(Aim of the task)
Quote the lines below exactly, from the one that holds "Spot the black monitor." through the final line of the records, and only those.

(Collected data)
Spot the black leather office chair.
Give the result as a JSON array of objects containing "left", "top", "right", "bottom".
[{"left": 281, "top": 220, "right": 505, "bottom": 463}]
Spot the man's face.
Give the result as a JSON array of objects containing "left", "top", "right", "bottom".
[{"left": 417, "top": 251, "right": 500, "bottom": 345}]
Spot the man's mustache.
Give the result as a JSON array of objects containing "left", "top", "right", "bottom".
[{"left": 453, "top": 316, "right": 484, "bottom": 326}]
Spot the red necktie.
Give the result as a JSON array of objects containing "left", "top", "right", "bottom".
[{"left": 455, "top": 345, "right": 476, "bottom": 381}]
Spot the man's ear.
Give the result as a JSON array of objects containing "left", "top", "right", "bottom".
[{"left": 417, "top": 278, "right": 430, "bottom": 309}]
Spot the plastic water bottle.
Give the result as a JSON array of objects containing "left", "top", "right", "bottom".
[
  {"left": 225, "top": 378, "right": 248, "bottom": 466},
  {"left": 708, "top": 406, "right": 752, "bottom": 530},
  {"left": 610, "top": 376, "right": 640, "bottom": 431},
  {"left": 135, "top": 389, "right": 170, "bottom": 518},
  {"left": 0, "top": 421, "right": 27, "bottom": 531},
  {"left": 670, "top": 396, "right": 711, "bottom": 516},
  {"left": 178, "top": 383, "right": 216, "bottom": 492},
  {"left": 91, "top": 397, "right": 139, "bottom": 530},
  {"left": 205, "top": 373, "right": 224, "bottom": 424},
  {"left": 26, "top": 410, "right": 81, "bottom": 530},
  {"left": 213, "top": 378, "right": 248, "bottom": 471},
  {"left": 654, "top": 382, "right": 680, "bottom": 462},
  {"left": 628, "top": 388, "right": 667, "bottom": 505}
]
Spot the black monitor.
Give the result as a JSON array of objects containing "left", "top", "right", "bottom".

(Response)
Spot the black monitor.
Give the result as a JSON array of objects containing "left", "top", "right", "bottom".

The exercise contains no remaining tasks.